> [PROBLEM REQUIREMENTS]: Copy every line from the line containing "Where can you spot the sunlight" through the final line, inclusive. Keep each line unchanged except for the answer coordinates, each of which should be increased by 16.

[Excerpts from a location annotation dataset]
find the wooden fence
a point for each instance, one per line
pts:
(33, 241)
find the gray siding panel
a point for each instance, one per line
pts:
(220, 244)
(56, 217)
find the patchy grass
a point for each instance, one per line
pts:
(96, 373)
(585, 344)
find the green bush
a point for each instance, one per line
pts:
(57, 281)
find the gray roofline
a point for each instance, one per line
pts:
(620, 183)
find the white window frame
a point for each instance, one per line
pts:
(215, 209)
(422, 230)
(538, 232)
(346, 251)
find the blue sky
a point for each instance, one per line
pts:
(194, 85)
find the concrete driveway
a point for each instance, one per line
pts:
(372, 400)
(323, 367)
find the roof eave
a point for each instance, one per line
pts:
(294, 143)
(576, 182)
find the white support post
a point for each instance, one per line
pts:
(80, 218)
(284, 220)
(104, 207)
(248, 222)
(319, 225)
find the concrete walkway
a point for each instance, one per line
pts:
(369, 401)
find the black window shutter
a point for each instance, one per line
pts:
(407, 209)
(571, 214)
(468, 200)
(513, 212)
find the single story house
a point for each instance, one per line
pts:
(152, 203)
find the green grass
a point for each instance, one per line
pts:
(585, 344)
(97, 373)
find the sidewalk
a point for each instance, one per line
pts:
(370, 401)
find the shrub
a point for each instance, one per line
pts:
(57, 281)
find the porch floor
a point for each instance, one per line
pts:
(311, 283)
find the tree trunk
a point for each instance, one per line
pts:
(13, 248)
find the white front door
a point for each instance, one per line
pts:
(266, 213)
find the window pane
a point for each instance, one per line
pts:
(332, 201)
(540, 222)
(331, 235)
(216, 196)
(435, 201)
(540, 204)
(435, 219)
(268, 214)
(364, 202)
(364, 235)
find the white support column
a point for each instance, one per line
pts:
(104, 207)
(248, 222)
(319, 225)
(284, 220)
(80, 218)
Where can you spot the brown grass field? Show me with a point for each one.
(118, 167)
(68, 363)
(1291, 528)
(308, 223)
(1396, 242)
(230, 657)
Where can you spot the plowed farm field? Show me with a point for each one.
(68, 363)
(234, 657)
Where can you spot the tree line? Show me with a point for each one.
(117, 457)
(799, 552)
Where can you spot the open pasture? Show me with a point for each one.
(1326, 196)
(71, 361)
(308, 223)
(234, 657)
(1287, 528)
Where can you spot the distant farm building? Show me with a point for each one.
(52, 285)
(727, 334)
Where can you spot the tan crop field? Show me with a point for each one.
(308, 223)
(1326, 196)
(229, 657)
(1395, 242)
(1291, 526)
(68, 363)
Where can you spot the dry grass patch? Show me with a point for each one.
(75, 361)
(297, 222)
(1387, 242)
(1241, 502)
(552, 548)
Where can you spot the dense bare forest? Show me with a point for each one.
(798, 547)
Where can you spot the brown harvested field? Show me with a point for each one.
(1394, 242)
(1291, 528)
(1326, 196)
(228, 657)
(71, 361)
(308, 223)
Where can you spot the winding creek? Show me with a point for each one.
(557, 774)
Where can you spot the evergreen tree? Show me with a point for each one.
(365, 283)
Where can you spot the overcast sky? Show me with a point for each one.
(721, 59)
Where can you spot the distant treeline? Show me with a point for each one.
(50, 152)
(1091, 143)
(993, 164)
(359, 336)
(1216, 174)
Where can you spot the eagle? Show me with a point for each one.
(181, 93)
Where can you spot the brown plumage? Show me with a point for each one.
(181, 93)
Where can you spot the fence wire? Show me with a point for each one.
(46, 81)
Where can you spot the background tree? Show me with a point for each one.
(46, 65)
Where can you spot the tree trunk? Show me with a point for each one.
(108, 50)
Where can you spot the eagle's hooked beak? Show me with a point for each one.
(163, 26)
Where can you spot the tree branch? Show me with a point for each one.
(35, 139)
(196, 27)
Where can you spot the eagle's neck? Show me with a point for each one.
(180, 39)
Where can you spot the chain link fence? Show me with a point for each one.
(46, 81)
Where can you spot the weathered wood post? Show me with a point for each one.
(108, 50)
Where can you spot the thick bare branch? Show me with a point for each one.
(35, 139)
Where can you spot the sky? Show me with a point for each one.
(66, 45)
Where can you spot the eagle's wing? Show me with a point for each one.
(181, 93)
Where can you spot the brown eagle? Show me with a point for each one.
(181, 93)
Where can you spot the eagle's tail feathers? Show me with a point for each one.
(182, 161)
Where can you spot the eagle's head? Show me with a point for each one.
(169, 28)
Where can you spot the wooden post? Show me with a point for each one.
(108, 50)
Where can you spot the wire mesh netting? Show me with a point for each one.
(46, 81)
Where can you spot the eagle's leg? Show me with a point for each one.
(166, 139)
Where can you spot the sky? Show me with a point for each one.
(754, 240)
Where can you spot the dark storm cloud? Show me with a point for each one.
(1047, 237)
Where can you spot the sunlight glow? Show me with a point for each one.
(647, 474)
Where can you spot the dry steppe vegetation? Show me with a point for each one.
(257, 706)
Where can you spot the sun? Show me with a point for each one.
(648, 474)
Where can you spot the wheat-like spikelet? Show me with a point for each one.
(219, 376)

> [EXERCISE SOLUTION]:
Where can you spot the sunlight glow? Show me with a point for each one.
(663, 490)
Where can you spot the dry steppe vegetation? Show me with a point for each one.
(273, 722)
Where can you spot the sun? Show me with a point for each one.
(664, 490)
Where can you spot the wheat-like spikelet? Show me with a point for each one.
(235, 392)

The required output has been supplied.